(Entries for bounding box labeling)
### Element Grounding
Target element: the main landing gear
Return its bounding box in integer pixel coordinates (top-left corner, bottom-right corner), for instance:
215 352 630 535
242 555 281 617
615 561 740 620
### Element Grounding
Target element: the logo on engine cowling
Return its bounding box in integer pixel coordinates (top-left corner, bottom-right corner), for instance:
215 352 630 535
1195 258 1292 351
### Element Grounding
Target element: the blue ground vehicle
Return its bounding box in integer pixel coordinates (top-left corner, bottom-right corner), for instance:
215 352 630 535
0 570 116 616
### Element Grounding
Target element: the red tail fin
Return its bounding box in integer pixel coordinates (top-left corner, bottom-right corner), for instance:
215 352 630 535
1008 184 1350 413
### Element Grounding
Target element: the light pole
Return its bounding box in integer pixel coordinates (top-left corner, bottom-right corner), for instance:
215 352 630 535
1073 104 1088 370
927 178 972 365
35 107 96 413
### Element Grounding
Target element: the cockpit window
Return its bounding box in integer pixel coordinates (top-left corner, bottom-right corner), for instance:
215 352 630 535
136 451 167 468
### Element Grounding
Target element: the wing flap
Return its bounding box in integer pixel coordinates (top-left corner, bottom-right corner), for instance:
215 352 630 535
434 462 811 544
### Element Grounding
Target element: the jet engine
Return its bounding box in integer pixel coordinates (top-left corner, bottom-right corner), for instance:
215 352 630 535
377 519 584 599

**WRITTEN EXERCISE**
Reproduce every line of the records above without any changes.

**EXERCISE OUTPUT**
### Element Grounding
Target element: the main landing gear
Return its bounding box in integer pixel coordinates (top-left corner, bottom-right corner), for instance:
215 352 630 535
242 555 281 617
615 561 740 620
### Element Grounding
Target element: the logo on engine cowling
Return its bounding box in integer pixel coordinates (top-left corner, bottom-right corner), for instance:
215 352 630 535
1195 258 1292 351
### Element Grounding
Target element: the blue ground vehicle
Return its bounding box in integer pixel coordinates (top-left corner, bottom-right corner), for instance:
215 352 630 535
0 570 116 616
### Element Grounding
Target element: the red tail fin
Return its bounding box in integer pixel coordinates (top-left corner, bottom-right corner), for instance:
215 352 630 535
1008 184 1350 413
### Element Grounding
Target element: the light pole
Return its bounding box in integer pixel coordinates (top-left corner, bottom-right corner), for instance:
215 352 630 535
1073 104 1088 370
927 178 972 365
35 107 96 413
### Element Grounding
Target element: the cockpit window
Return its bounding box in integer pixel coordinates (top-left corner, bottom-right corner), for instance:
215 352 630 535
136 451 167 468
### Element Grounding
Target element: the wing flap
Return its bounding box in integer pixel coordinates (top-left corner, bottom-right corner), for instance:
215 352 630 535
434 462 811 544
### Element Grounding
Target element: the jet engine
Return its bounding box in integer pixel coordinates (top-left corner, bottom-right corner), for instance:
215 352 630 535
377 519 584 599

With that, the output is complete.